Excerpts from a dataset
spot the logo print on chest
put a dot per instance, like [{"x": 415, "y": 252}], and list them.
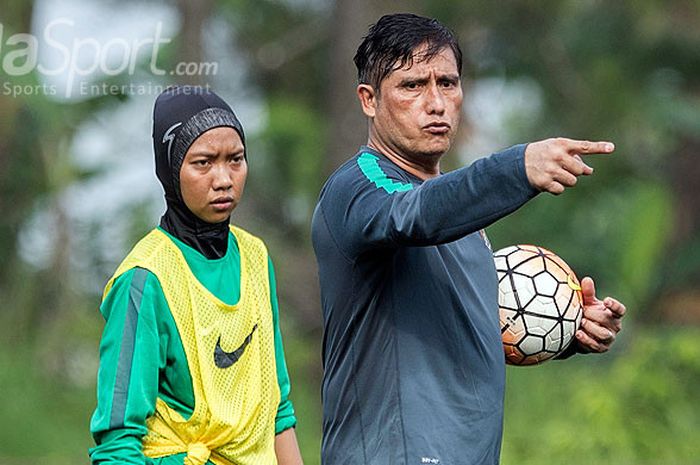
[{"x": 223, "y": 359}]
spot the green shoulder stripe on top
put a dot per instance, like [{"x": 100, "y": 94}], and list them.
[
  {"x": 374, "y": 173},
  {"x": 126, "y": 351}
]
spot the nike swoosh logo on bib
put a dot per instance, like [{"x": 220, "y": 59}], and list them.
[{"x": 223, "y": 359}]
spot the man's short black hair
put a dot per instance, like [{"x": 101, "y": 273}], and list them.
[{"x": 394, "y": 38}]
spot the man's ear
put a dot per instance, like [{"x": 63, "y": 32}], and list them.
[{"x": 368, "y": 99}]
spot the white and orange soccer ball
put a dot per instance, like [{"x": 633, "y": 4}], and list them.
[{"x": 540, "y": 303}]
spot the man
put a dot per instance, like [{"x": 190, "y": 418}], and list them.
[
  {"x": 413, "y": 361},
  {"x": 192, "y": 369}
]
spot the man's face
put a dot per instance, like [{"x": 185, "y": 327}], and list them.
[
  {"x": 213, "y": 174},
  {"x": 417, "y": 110}
]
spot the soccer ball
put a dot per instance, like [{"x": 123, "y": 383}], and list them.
[{"x": 540, "y": 303}]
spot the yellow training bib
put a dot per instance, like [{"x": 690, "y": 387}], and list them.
[{"x": 231, "y": 356}]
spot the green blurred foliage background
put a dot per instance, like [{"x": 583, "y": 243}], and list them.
[{"x": 626, "y": 71}]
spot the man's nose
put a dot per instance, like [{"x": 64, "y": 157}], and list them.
[{"x": 435, "y": 101}]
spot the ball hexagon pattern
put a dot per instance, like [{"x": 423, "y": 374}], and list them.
[{"x": 540, "y": 303}]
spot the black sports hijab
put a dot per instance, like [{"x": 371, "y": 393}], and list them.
[{"x": 180, "y": 115}]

**Task directions:** With the pictures removed, please retype each record exactly.

**Written answer:**
spot the logo print on chest
put a dot per instance, like [{"x": 415, "y": 252}], and list them.
[{"x": 223, "y": 359}]
spot the green shoulder stripe on top
put a dot per instance, like [{"x": 100, "y": 94}], and list them.
[
  {"x": 374, "y": 173},
  {"x": 126, "y": 351}
]
spot the nike swoosh logo on bib
put a dot per instance, like [{"x": 220, "y": 59}], and list them.
[{"x": 223, "y": 359}]
spot the man's short black hair
put a dot per instance, like [{"x": 101, "y": 273}], and list them.
[{"x": 394, "y": 38}]
spot the man's ear
put a dot per instance, like [{"x": 63, "y": 32}], and list them.
[{"x": 368, "y": 99}]
spot the white and orange soccer ball
put a dot per instance, like [{"x": 633, "y": 4}], and list them.
[{"x": 540, "y": 303}]
spot the man
put a dot per instance, like [{"x": 190, "y": 418}], and list them.
[
  {"x": 413, "y": 361},
  {"x": 192, "y": 369}
]
spot the man's face
put a dot per instance, like [{"x": 185, "y": 327}], and list them.
[
  {"x": 213, "y": 174},
  {"x": 417, "y": 110}
]
spot the soccer ball
put a dot per instance, like [{"x": 123, "y": 383}], and list them.
[{"x": 540, "y": 303}]
spot the yellow training bib
put a dot per instance, like [{"x": 690, "y": 387}], and list them.
[{"x": 231, "y": 356}]
spot the green blurred foliage background
put a dot per instance, like [{"x": 583, "y": 243}], and list them.
[{"x": 626, "y": 71}]
spot the man's nose
put a dot per instance, like [{"x": 64, "y": 157}], and list them.
[{"x": 435, "y": 101}]
spot the ball hexagon pattern
put a dot per instance, like [{"x": 423, "y": 374}], and list them.
[{"x": 540, "y": 303}]
spot the black sports hijab
put a dot per instance, like [{"x": 371, "y": 393}], and list them.
[{"x": 180, "y": 115}]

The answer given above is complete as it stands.